● WHAT IS ASKED: Output every record below exactly as it appears.

● DATA:

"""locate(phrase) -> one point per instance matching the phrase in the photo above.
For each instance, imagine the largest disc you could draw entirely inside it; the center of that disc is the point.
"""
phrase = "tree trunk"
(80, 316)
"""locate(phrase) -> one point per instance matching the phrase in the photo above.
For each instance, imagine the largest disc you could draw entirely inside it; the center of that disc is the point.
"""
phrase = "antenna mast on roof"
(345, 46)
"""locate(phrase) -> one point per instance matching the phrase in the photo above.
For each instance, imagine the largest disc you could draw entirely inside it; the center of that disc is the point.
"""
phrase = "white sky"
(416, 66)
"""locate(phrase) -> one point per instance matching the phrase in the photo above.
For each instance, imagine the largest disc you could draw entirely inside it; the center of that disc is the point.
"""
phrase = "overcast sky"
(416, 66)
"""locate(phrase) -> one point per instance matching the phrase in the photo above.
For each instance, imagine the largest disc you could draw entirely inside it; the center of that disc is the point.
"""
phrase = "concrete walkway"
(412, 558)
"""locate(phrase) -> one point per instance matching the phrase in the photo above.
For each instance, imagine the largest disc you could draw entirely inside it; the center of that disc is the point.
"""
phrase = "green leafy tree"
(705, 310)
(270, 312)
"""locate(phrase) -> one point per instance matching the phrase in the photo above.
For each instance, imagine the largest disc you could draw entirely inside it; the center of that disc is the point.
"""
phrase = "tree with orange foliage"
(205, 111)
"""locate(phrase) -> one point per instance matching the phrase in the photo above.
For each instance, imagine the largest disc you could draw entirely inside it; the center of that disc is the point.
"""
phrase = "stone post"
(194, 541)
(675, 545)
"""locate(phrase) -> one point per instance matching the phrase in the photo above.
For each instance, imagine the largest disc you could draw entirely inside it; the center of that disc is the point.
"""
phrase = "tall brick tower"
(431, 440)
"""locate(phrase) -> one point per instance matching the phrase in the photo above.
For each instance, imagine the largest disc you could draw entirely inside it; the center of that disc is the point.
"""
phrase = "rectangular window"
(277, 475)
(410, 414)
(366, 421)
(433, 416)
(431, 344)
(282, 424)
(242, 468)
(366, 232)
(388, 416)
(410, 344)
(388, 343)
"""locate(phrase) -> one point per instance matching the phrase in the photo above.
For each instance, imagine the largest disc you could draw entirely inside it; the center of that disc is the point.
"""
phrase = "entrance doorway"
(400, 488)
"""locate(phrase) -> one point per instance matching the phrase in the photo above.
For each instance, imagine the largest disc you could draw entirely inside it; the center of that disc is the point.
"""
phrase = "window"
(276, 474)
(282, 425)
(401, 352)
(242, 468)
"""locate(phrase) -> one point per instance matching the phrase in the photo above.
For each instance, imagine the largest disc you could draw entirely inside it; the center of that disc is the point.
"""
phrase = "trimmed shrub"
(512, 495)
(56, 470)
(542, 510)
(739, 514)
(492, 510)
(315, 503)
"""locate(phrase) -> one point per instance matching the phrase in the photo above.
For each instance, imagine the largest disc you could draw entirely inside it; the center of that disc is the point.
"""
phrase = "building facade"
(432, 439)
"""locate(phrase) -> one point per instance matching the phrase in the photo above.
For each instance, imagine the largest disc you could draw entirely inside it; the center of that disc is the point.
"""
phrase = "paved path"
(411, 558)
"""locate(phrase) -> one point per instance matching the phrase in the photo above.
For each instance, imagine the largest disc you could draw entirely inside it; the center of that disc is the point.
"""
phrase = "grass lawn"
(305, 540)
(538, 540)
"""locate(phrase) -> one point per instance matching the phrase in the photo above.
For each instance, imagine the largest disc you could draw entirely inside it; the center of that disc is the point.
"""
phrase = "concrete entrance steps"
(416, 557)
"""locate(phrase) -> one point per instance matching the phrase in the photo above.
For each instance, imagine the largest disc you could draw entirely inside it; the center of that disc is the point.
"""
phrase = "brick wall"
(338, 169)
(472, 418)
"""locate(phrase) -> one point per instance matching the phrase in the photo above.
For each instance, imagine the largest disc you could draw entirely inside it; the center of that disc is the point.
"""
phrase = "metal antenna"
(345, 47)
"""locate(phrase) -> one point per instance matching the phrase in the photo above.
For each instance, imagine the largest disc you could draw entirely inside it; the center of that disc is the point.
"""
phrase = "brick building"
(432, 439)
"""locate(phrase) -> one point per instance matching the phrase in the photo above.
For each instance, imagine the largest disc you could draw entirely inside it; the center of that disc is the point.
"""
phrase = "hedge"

● TASK OUTPUT:
"""locate(phrase) -> one point per instance matching the phrase in the photo above.
For each instance, imagine the largest disc you could draw entirely inside it; the center of that disc is the point.
"""
phrase = "tree trunk"
(80, 316)
"""locate(phrase) -> one point per instance matching the phrase in the photo above.
For each instance, imagine the largest disc you could draw entirely inside it; the center of that disc is the point.
"""
phrase = "antenna mast on roof"
(345, 46)
"""locate(phrase) -> one point per instance matching the phrase in the photo above.
For each instance, imagine the largest disc you could draw entirely inside it; the center of that disc is the point.
"""
phrase = "white sky"
(416, 66)
"""locate(phrase) -> one point per instance matching the phrase in the photo above.
For each instance, imagine the largest disc you could draw entirely inside it; the center of that disc is the point.
"""
phrase = "overcast sky"
(416, 66)
"""locate(phrase) -> one point per instance matching the phrase in the photo above.
For each instance, imagine the largest disc you could draw entirely inside it; the center of that disc is the point.
"""
phrase = "concrete walkway"
(412, 558)
"""locate(phrase) -> one point per instance matching the phrase in the photo above.
For each instance, imagine the largest disc you could draw entirely inside it; the center of that disc is the point.
"""
phrase = "green leafy tree"
(705, 310)
(270, 312)
"""locate(phrase) -> one point per instance matching the phrase in the photo above.
For each instance, imagine the largest disc you could draw entirely inside it; the center of that disc is the point.
"""
phrase = "tree with orange foliage"
(205, 111)
"""locate(phrase) -> one point per instance matching the phrase in the photo above.
For each instance, imagine the largest disc you could draw entirely inside it; the center of that disc is the point.
"""
phrase = "stone post"
(194, 541)
(675, 545)
"""locate(phrase) -> one point per instance matching the phrase in the photo above.
For each instance, imagine the largest disc you could draw entirely inside it; the center of that disc is the point.
"""
phrase = "tall brick tower"
(431, 440)
"""locate(phrase) -> one point per instance matching the phrase in the photo above.
For each instance, imagine the largest disc you could draw entirely inside it; the center of that disc is the point.
"""
phrase = "rectangular window"
(277, 475)
(410, 414)
(366, 421)
(433, 416)
(431, 344)
(282, 424)
(242, 468)
(366, 232)
(388, 416)
(410, 344)
(388, 343)
"""locate(phrase) -> one point per instance matching the phrase in the photo above.
For each instance, imagine the largest disc you could draw entirely inside it; the center of that disc is the point.
"""
phrase = "entrance doorway"
(400, 488)
"""locate(phrase) -> one point per instance matching the phrase in the photo above.
For each instance, imagine the largest disc you could draw entirely inside it; the center of that disc is the point.
"""
phrase = "window"
(276, 474)
(282, 425)
(401, 352)
(242, 468)
"""locate(phrase) -> one point per instance matching the phrase in the photo above.
For each instance, imagine the largest disc you could draw entirely inside it; the center of that disc is the point.
"""
phrase = "trimmed shrub"
(512, 495)
(56, 470)
(542, 510)
(739, 514)
(492, 510)
(315, 503)
"""locate(phrase) -> one point per instance matching the phrase in the photo above.
For each instance, imagine the largest disc you could draw entirely inside it; the center of that disc is the point.
"""
phrase = "building facade"
(432, 439)
"""locate(phrase) -> one point per instance matching the phrase in the photo above.
For each instance, imagine the largest disc you could draw entirely inside it; the center of that disc is the point.
"""
phrase = "paved path"
(411, 558)
"""locate(phrase) -> one point per instance matching the phrase in the photo above.
For each instance, imagine the largest disc you could draw entirely inside it; the center of that disc is the point.
"""
phrase = "grass lawn"
(305, 540)
(538, 540)
"""locate(phrase) -> one point per instance matching the phrase in the photo above.
For each instance, imagine the largest disc you could draw entirely inside it; the center of that disc is the point.
"""
phrase = "concrete entrance steps"
(416, 557)
"""locate(phrase) -> one point per instance matching the phrase in the photo above.
For each instance, imagine the largest disc you could draw entirely inside it; the center of that disc is the point.
"""
phrase = "brick wall"
(338, 169)
(472, 418)
"""locate(phrase) -> one point per instance matching the phrase in the photo above.
For each instance, imagine the largest disc you could draw entirely inside it; the center of that disc is the point.
"""
phrase = "metal antenna"
(345, 47)
"""locate(phrase) -> one point per instance matching the phrase in the photo above.
For each instance, imagine the largest disc you could draw entirely inside it; the center of that disc is the point.
"""
phrase = "brick building"
(432, 439)
"""locate(phrase) -> one point per instance matching the phrase in the photo above.
For each instance, imagine the largest disc you could draw entirely inside it; the center of that disc is the point.
"""
phrase = "hedge"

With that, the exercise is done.